## [Supplied material]
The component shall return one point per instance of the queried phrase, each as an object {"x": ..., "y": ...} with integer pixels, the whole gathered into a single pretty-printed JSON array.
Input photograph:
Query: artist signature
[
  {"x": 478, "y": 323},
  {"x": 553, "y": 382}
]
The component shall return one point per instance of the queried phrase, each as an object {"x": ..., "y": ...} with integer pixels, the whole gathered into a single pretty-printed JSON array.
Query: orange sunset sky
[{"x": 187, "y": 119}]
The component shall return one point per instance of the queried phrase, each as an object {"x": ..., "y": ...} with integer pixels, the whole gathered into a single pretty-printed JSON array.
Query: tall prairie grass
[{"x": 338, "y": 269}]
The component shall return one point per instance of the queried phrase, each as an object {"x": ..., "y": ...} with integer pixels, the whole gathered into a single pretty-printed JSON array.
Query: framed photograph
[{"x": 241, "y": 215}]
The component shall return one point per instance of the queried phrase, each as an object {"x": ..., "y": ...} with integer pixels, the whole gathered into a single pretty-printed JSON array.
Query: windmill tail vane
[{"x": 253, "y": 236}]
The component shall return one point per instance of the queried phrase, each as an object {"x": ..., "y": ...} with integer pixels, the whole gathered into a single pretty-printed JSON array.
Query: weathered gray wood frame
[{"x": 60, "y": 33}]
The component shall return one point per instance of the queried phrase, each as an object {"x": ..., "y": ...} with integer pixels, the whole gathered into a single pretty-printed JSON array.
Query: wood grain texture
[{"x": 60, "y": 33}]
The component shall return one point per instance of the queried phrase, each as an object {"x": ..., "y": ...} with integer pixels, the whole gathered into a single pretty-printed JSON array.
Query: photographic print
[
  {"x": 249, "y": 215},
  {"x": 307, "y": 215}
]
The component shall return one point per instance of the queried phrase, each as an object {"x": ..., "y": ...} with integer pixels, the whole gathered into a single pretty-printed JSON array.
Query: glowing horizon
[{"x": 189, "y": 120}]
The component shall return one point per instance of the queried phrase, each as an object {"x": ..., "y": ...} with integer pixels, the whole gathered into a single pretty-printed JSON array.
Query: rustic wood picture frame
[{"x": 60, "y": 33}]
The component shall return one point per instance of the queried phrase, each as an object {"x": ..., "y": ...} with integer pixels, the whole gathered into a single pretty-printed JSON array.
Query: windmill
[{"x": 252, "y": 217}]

## [What to work on]
Count the lines of the records above that contain the word "wood", and reply with that number alone.

## [Expected answer]
3